[Aim of the exercise]
Can you reproduce the lines below, swapping every "marker" for "dot" and leaving everything else untouched?

——————

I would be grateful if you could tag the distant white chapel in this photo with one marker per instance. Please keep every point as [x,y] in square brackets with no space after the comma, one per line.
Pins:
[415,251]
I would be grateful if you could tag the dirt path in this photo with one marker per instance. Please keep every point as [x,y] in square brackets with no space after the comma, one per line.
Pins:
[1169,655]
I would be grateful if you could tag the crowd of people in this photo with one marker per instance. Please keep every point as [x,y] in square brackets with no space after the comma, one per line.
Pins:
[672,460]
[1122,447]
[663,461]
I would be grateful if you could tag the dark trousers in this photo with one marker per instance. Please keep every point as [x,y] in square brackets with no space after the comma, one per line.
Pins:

——————

[Exercise solution]
I would be grateful if you could tag the distant white chapel in this photo with one dot per instance. Please keep every point as [x,y] in square brackets with no space after the comma, one per line.
Pins:
[415,251]
I would be grateful if you could tag the dirt path in this photo with one dot per instance. Please keep every point as [x,y] in square brackets with no space after the comma, one per line.
Pins:
[1169,655]
I would be grateful if you could tag the crowd of people in this photo with one dot per instance. Please keep every point as [x,y] in square brackets with no space after the comma, one per line.
Pins:
[672,460]
[1122,447]
[663,461]
I would be grateful if you could tag the dark trousers in this photo with one dot per instance. Please keep every point as [x,y] in square brackets with no space after the comma, one per line.
Pins:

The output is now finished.